_TEXT SHOWN_:
##############################

3. This response concentrates on the effects of the TfL proposals on London’s taxi industry. The standard proposed by TfL for zero emissions capable taxis has been defined as: having an average CO2 emission of 50g/km; a capability of 30 miles continuous on battery power alone; and with a supporting internal combustion engine using petrol only; and the introduction of a 10-year age limit from September 2020. The 50g/km target compares with the EU agreed target of 95g/km by 2020.
4. We agree with Matthew Pencharz (Senior Policy Advisor to the Mayor) when he said that the proposed ULEZ scheme needs to be “fair, proportionate, reasonable andaffordable” (GLA Environment Committee 4th December 2014). Therefore any scheme to reduce emissions for London’s taxis should be: fair and reasonable because it should not disadvantage taxis compared to other businesses in London; it should be affordable for the taxi industry so that it does not put an unreasonable or intolerable economic burden on the taxi trade; and above all it should be proportionate and achievable because it adopts a technology standard that is capable of being supplied by manufacturers offering taxi drivers a choice of purpose built taxis.
5. Through the active involvement and discussions with all the stakeholders involved in the ULEZ meetings we have come to the conclusion that the outcome of the current proposals, if implemented, will be quite the opposite of the intention of the Mayor’s Senior Policy Advisor. The LCDC, along with the other taxi trade organisations as well as Private Hire bodies view the proposals as being: “unfair, unreasonable, disproportionate and certainly unaffordable.”

##############################

Stored entries
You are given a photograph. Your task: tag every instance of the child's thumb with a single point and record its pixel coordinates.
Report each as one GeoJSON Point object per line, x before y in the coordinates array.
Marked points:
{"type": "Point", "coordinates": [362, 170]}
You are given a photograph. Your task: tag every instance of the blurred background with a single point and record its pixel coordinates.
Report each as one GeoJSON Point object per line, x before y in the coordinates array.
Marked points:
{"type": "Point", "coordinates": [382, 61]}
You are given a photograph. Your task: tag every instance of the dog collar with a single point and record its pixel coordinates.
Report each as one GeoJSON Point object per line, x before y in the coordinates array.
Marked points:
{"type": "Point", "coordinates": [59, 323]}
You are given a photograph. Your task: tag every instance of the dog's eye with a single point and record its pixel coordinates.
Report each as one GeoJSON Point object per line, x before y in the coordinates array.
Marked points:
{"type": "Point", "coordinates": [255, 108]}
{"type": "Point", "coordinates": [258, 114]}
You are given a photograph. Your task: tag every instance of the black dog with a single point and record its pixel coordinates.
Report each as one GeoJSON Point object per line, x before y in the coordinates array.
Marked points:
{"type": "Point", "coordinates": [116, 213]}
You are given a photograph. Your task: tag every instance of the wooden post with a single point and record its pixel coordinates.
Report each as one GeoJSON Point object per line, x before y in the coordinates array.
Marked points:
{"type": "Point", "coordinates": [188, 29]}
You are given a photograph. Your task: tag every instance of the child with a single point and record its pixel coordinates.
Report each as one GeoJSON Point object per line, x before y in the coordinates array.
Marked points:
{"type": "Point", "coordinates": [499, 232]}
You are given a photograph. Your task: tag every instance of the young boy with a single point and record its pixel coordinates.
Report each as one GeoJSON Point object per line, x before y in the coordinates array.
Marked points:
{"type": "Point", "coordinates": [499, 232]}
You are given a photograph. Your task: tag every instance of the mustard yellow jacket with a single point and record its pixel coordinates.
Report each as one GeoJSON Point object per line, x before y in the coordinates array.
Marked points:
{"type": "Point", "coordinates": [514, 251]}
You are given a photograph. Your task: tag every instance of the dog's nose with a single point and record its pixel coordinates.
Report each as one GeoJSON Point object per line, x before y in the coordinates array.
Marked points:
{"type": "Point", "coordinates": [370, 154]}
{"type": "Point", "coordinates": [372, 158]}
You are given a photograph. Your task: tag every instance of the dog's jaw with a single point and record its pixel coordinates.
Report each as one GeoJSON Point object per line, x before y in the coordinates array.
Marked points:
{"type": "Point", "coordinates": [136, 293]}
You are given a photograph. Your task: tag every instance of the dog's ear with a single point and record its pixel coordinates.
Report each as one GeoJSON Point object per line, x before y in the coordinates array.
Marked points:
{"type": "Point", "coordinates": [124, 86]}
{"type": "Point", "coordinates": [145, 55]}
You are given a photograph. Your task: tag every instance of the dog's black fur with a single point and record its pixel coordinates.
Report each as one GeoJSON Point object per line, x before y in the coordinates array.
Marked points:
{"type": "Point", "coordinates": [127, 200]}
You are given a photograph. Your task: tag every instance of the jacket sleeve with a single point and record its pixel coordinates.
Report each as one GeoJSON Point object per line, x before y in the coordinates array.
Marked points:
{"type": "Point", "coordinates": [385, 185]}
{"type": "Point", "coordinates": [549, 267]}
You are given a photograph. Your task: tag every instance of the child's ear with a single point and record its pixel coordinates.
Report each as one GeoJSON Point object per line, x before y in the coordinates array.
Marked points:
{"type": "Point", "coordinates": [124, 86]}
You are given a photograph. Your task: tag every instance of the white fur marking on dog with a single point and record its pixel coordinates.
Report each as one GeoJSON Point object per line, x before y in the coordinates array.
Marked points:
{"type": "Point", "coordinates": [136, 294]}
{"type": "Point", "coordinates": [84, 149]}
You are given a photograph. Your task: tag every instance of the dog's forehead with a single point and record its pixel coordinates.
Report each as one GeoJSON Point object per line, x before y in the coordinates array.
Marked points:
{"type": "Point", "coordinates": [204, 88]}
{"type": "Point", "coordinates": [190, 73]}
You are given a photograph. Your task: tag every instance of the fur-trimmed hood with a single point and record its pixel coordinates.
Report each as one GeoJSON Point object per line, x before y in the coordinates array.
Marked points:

##############################

_THINGS TO DO_:
a) List every requirement or rule that the response on taxi emissions gives as part of the TfL standard for zero emissions capable taxis.
b) Answer these questions from the response on taxi emissions:
(i) What CO2 target has the EU agreed for 2020?
(ii) What position does Matthew Pencharz hold?
(iii) Besides the LCDC, who views the proposals as "unfair, unreasonable, disproportionate and certainly unaffordable"?
c) Quote the response on taxi emissions word for word. Begin at the words "4. We agree" and stop after the words "purpose built taxis.".
The records were taken from a separate source.

_RESULTS FOR EACH TASK_:
a)
- An average CO2 emission of 50g/km
- A capability of 30 miles continuous on battery power alone
- A supporting internal combustion engine using petrol only
- A 10-year age limit from September 2020

b)
(i) 95g/km.
(ii) Senior Policy Advisor to the Mayor.
(iii) The other taxi trade organisations and Private Hire bodies.

c)
4. We agree with Matthew Pencharz (Senior Policy Advisor to the Mayor) when he said that the proposed ULEZ scheme needs to be “fair, proportionate, reasonable andaffordable” (GLA Environment Committee 4th December 2014). Therefore any scheme to reduce emissions for London’s taxis should be: fair and reasonable because it should not disadvantage taxis compared to other businesses in London; it should be affordable for the taxi industry so that it does not put an unreasonable or intolerable economic burden on the taxi trade; and above all it should be proportionate and achievable because it adopts a technology standard that is capable of being supplied by manufacturers offering taxi drivers a choice of purpose built taxis.